_WORK INSTRUCTION_. Your answer must be an exact copy of the records below, minus any images.

DATA EXTRACTS below:

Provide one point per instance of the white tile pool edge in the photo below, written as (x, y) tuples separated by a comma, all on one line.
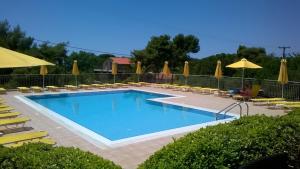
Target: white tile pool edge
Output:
[(103, 142)]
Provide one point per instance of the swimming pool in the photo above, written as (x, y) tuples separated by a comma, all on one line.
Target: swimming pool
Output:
[(121, 114)]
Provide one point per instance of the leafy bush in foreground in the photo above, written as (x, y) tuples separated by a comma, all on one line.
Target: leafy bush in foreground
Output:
[(44, 156), (233, 144)]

End of DATA EXTRACTS.

_COMPLETED EXERCISE_.
Provide one point per instance of the white tile pool edge in the photo below, written as (x, y) tuples separated by a comma, all on one line.
Target: white tile pool edge
Output:
[(103, 142)]
Provide one point per instance of the swimming pool in the photo above, written as (x, y) tuples separated by a comma, all on one line.
Target: swimming pool
Output:
[(121, 114)]
Provide one point per instance of the leafy bush in foreground in the photo above, written as (x, y) tuples separated by a comma, all on one line.
Target: leafy bush in foreground
Output:
[(44, 156), (233, 144)]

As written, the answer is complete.